╭─ Data in this exercise

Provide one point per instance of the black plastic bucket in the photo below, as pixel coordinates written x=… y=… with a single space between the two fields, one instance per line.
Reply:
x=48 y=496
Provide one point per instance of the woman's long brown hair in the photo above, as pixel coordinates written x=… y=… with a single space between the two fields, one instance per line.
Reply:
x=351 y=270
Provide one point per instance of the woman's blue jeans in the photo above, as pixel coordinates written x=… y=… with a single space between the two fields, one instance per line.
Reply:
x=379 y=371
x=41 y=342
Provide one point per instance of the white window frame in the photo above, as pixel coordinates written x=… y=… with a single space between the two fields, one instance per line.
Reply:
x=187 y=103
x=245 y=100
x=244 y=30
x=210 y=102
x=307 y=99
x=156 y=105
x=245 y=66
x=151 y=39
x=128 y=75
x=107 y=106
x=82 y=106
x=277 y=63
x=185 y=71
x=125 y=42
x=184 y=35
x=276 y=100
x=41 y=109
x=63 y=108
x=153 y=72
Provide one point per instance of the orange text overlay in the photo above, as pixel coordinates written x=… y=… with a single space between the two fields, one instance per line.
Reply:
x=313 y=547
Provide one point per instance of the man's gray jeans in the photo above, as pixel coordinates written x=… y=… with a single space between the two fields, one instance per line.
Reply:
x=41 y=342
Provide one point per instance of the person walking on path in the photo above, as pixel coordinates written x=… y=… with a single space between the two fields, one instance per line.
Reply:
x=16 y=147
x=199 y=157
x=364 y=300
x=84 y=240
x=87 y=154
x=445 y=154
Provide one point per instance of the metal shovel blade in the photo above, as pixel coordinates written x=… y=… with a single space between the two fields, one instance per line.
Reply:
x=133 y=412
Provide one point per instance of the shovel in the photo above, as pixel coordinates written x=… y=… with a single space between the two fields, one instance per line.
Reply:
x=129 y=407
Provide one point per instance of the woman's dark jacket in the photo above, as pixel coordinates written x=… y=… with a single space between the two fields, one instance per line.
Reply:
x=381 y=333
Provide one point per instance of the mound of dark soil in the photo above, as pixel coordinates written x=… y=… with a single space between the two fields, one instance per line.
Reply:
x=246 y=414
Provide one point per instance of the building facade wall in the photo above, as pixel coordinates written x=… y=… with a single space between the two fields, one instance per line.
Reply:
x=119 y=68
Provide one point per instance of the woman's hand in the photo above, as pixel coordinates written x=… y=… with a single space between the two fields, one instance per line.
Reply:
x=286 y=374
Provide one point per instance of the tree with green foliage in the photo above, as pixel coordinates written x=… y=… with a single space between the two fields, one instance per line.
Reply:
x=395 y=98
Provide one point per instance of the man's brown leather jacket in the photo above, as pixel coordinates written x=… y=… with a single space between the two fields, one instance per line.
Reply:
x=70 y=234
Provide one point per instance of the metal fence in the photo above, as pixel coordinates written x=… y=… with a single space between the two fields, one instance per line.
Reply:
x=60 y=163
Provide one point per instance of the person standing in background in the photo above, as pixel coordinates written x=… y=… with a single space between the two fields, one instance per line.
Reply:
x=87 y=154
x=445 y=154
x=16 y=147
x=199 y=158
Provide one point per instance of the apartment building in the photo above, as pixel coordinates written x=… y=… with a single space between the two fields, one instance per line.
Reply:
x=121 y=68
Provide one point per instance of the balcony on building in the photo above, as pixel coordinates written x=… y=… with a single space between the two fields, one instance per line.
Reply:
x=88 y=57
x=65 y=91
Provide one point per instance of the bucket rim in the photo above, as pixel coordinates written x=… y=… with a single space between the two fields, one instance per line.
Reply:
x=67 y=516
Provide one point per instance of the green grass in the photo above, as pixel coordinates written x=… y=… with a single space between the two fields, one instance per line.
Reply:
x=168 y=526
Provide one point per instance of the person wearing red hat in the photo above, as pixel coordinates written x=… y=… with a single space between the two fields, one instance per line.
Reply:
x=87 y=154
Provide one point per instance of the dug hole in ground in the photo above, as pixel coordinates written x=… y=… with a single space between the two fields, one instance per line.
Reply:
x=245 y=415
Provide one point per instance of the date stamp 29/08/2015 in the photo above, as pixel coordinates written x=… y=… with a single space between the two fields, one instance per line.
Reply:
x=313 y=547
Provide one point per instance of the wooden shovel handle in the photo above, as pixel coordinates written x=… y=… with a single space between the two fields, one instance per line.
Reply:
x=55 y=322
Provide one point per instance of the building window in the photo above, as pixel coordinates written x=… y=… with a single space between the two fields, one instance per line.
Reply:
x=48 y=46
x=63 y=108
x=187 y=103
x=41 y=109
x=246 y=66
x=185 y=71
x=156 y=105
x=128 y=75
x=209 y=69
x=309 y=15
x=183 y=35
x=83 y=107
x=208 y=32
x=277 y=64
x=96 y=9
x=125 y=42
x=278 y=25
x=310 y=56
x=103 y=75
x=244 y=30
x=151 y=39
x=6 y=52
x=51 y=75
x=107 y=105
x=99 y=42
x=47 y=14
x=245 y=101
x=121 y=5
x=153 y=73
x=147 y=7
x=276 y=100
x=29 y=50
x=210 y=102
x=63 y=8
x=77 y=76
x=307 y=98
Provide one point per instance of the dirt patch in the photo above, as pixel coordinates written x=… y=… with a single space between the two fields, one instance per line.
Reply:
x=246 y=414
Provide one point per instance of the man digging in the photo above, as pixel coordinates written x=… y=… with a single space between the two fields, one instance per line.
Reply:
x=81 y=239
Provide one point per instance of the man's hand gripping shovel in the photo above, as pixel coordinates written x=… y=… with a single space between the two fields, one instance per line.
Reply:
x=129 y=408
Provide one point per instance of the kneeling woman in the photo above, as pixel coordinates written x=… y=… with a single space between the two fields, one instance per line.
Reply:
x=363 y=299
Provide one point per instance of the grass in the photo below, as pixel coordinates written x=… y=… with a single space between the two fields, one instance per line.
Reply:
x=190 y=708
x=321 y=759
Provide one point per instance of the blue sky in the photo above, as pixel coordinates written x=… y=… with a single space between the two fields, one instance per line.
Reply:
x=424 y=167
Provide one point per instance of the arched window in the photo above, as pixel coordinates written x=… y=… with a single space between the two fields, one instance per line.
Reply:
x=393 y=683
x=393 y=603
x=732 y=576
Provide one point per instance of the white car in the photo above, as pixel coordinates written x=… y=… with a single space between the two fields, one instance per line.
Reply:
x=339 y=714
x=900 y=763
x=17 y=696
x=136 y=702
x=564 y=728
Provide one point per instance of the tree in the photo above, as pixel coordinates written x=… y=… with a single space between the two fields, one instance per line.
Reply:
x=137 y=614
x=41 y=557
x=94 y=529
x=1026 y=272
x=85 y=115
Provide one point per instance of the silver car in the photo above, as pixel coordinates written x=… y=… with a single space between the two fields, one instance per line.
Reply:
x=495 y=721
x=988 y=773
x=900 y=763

╰─
╭─ Data in this exercise

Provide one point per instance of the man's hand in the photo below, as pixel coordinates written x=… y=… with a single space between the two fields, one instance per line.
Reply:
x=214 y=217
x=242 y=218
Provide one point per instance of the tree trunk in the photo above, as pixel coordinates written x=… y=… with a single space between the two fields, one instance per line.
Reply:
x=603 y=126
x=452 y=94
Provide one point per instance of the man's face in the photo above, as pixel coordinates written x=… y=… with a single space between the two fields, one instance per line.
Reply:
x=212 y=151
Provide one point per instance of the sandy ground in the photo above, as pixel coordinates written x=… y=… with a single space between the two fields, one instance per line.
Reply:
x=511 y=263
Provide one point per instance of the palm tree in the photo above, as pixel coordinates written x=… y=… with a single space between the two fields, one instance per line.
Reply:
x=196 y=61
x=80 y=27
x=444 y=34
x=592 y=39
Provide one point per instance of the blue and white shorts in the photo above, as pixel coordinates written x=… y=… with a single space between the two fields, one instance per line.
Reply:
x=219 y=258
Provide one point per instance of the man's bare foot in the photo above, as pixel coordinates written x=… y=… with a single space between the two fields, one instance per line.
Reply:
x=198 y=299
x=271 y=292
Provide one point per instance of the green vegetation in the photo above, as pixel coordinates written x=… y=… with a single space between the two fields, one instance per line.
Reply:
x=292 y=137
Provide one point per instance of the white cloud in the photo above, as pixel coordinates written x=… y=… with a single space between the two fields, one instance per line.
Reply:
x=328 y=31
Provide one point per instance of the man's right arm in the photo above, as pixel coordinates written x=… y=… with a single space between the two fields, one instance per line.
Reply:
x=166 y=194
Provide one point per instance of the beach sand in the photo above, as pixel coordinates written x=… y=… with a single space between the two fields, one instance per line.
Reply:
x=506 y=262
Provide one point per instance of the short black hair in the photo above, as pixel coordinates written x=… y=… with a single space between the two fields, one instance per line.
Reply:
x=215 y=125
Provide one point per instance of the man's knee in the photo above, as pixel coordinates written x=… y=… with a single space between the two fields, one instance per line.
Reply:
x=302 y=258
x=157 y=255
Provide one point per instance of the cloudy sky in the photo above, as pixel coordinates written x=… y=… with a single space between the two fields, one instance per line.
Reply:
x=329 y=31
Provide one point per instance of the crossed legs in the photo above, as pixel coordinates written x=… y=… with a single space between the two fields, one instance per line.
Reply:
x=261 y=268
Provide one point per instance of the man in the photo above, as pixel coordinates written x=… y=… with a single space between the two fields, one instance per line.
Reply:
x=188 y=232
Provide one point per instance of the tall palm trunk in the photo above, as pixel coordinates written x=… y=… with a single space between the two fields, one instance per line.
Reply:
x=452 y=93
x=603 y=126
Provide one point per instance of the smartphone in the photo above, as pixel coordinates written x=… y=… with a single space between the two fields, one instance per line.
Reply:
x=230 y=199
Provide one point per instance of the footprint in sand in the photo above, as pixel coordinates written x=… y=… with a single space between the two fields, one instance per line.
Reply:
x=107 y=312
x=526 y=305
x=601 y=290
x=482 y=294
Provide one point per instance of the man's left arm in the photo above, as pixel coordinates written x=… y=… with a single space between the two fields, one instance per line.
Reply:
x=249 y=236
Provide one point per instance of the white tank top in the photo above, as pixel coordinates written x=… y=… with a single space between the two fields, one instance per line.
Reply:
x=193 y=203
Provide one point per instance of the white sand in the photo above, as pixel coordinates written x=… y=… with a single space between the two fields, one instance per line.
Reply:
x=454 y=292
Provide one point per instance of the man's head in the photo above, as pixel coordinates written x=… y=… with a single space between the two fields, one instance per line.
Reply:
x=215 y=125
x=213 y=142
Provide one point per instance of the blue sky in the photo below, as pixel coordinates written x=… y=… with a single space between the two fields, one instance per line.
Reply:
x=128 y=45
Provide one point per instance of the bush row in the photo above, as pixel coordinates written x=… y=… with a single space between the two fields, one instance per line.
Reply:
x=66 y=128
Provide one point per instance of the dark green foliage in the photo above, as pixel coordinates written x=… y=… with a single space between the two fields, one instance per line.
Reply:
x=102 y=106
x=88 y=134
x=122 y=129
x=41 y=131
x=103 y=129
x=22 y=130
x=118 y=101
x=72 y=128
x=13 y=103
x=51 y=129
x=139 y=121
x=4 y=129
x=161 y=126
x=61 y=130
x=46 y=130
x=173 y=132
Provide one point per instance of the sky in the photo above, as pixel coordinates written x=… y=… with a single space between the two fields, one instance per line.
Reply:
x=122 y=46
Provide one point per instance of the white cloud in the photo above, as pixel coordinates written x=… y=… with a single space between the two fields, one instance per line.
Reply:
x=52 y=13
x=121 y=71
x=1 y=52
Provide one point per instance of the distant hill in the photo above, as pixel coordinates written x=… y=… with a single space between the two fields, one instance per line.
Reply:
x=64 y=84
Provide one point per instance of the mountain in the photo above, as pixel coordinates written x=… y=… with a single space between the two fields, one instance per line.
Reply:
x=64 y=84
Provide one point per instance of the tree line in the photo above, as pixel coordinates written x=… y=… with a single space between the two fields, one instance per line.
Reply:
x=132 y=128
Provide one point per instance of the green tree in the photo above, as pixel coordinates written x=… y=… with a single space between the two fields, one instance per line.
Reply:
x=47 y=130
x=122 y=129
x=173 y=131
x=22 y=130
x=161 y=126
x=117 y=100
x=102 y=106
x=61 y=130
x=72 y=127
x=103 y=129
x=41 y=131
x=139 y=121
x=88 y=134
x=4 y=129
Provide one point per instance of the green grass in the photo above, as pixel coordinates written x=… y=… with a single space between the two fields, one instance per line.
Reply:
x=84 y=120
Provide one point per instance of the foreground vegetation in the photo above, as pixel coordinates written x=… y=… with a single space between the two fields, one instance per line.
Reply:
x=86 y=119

╰─

● **What to work on**: Reproduce, unchanged, everything in the data above from the line containing "Provide one point per instance of the person standing" down to the line containing "x=199 y=158", including both of those lines.

● **The completed task**:
Provide one point per instance of the person standing in background in the photo above, as pixel coordinates written x=… y=… with a single space between the two fields, one instance per line.
Reply:
x=87 y=154
x=445 y=154
x=16 y=147
x=199 y=158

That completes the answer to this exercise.